Objective: Could you return, character for character, the data from the line containing "Could you locate the grass patch" through the final line, with both included?

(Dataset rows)
════════════════════

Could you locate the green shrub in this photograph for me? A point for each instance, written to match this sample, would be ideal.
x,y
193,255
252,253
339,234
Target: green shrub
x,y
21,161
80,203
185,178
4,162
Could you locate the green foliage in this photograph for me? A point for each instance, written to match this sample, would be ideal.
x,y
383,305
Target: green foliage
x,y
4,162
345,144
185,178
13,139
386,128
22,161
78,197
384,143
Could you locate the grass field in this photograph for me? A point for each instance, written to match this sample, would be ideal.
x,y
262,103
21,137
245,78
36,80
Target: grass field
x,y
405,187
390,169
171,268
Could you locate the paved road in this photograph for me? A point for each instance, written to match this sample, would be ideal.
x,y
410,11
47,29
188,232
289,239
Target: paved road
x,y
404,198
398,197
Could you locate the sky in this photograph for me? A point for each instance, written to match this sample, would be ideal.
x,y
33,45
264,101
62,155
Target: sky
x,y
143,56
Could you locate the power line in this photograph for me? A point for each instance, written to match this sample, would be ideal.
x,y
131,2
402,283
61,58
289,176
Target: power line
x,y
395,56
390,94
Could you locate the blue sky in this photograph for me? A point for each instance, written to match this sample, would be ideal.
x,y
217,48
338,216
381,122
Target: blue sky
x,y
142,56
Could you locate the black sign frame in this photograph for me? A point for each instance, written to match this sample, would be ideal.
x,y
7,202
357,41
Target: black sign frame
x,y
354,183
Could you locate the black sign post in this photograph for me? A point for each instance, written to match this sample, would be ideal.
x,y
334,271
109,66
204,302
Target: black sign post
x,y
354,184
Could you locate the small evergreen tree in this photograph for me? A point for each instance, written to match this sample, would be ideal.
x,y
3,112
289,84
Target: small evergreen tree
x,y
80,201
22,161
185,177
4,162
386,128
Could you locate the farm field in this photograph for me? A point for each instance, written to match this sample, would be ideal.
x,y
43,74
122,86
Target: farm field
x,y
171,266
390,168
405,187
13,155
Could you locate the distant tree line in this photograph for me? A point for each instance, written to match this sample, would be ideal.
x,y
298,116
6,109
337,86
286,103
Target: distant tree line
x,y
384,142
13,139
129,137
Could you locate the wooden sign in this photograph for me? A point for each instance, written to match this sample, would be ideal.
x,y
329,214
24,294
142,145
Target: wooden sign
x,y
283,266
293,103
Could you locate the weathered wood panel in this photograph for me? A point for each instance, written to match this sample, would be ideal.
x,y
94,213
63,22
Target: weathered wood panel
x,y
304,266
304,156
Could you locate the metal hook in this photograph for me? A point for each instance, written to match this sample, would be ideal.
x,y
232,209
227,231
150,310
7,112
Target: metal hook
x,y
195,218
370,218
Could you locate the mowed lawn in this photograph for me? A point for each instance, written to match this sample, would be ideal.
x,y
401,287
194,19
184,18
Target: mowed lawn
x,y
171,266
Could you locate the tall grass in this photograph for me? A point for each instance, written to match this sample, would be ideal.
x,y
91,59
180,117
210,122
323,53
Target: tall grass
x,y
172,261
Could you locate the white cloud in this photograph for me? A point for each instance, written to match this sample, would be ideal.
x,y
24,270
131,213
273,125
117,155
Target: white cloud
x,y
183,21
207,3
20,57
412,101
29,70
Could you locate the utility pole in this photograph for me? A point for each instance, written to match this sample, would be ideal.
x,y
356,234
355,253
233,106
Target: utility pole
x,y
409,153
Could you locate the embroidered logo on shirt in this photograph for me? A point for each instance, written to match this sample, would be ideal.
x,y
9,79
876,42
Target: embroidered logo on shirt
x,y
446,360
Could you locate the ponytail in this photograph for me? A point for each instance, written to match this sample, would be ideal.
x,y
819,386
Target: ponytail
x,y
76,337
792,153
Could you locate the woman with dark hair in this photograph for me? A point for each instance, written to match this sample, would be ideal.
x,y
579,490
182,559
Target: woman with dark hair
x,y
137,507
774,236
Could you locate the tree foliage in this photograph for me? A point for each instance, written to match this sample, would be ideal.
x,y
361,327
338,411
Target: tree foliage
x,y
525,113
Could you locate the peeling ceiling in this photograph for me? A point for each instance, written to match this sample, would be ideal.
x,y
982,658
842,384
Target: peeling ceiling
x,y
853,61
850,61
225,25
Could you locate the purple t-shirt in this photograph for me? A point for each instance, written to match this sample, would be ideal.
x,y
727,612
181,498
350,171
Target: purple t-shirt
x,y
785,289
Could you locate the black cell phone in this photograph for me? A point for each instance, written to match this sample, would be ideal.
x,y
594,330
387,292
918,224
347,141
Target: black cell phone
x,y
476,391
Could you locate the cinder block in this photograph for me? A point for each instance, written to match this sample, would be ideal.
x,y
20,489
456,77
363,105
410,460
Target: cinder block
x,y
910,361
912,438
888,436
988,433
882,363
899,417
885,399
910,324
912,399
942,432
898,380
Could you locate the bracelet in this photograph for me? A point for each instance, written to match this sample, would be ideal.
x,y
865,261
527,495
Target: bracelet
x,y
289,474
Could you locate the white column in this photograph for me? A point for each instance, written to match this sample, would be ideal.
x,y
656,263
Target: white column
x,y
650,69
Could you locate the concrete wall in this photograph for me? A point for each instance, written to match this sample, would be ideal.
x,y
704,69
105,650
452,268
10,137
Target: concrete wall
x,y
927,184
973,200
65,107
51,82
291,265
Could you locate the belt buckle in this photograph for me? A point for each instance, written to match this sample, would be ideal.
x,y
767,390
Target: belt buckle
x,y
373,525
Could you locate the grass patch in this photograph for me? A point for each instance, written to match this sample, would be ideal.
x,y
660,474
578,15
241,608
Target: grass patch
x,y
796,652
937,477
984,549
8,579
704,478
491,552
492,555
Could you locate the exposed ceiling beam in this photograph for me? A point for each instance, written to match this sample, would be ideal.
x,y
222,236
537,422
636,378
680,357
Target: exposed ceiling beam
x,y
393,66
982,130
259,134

════════════════════

Reply to the exercise:
Could you locate the grass patch in this photograph for me? A point for each instance, written to match this sample, would be ideal.
x,y
660,474
578,15
241,608
Target: grass patch
x,y
796,652
937,477
984,549
8,579
704,478
491,552
492,555
Could you locate the exposed ceiling beam in this photograph for me? A point for each instance, written to match this sample, would be ideal.
x,y
222,236
537,422
636,378
680,357
Target: exposed ceiling beam
x,y
393,66
982,130
259,134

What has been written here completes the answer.